(Given information)
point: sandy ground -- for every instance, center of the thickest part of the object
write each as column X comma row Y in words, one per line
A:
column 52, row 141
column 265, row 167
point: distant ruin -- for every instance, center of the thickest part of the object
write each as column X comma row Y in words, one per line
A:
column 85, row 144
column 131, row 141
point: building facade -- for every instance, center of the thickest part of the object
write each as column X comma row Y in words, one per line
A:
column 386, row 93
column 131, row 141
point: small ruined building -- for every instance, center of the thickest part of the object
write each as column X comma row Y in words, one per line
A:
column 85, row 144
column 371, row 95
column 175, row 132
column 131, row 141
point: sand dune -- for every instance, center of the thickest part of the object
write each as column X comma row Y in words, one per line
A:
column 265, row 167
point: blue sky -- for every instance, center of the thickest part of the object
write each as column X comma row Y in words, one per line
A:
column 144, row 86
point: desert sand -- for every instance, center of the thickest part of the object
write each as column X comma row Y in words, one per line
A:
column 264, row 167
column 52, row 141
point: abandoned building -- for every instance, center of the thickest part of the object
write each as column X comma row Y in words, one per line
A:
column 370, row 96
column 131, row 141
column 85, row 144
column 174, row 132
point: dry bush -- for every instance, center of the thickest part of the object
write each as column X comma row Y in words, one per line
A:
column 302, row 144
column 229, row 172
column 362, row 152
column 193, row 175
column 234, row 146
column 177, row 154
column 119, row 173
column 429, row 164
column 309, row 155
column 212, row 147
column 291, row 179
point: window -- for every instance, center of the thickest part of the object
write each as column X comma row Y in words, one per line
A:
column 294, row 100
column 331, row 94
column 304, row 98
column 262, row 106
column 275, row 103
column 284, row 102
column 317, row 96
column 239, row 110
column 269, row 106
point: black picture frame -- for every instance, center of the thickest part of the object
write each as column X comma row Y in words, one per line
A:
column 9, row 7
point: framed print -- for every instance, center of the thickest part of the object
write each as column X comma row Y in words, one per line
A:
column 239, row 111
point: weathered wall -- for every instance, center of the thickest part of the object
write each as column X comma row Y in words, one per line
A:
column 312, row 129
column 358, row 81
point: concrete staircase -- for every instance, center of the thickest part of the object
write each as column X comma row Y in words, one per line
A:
(End Given information)
- Assignment: Retype the entries precisely as they stand.

- Answer box:
point: sandy ground -- for every instance, center of the thickest part of the object
write each as column X comma row Y in words, one per line
A:
column 52, row 141
column 265, row 167
point: distant ruin -- for every instance, center of the thickest part of the object
write each as column X comma row Y in words, one per line
A:
column 85, row 144
column 131, row 141
point: building facade -- for every instance, center of the thickest part of the object
write each as column X comma row Y in words, one per line
A:
column 386, row 93
column 131, row 141
point: small ruined building -- for every instance, center of the thickest part of the object
write each as column X comma row Y in words, one per line
A:
column 85, row 144
column 371, row 95
column 175, row 132
column 131, row 141
point: sand dune -- for every instance, center of the thickest part of the object
write each as column X comma row Y in words, one per line
A:
column 265, row 167
point: blue sky -- for every instance, center of the thickest part of the object
write each as column X comma row Y in words, one per line
A:
column 144, row 86
point: desert sand -- for every instance, center of the thickest part of the object
write each as column X comma row Y in words, one per line
A:
column 264, row 167
column 52, row 141
point: abandoned building -- for every instance, center of the thickest part of the object
write each as column X comma row Y in words, one per line
A:
column 370, row 96
column 131, row 141
column 85, row 144
column 174, row 132
point: dry bush -- for every instance, center of the thickest part of the object
write each as column X comma row Y in words, one per line
A:
column 302, row 144
column 229, row 172
column 362, row 152
column 193, row 175
column 234, row 146
column 177, row 154
column 119, row 173
column 429, row 164
column 309, row 155
column 212, row 147
column 291, row 179
point: window -- for every instance, center of the thickest part of the object
write each as column X comma row Y in words, one per line
A:
column 294, row 100
column 331, row 94
column 304, row 98
column 262, row 106
column 275, row 103
column 284, row 102
column 317, row 96
column 239, row 110
column 269, row 106
point: black picture frame -- for every instance, center of the thickest part of the object
write each as column X comma row Y in words, one per line
A:
column 9, row 7
point: framed print -- for every instance, center of the thickest part of the object
write each as column X comma row Y in words, one per line
A:
column 239, row 111
point: weathered wall -- for every instance, center of the thickest part of the object
write each as column X comma row Y in words, one per line
A:
column 312, row 129
column 358, row 81
point: concrete staircase -- for every instance, center of the thickest part of the object
write each as column X comma row Y in words, one per line
A:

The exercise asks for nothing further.